Exercise
Every line of the data below should be written out word for word.

[Referring expression pointing data]
=-=-=-=-=

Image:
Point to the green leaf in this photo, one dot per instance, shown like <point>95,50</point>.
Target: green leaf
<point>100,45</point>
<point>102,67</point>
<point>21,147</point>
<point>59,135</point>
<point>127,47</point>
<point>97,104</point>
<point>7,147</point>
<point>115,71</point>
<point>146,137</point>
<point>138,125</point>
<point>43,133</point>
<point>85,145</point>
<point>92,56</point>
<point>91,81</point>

=-=-=-=-=

Result below
Image:
Point to the green leaf in this photo, one dot per instance, shown like <point>95,50</point>.
Target: green leaf
<point>100,45</point>
<point>102,67</point>
<point>21,147</point>
<point>59,135</point>
<point>127,47</point>
<point>97,104</point>
<point>7,147</point>
<point>115,71</point>
<point>146,137</point>
<point>138,125</point>
<point>43,133</point>
<point>85,145</point>
<point>92,56</point>
<point>91,81</point>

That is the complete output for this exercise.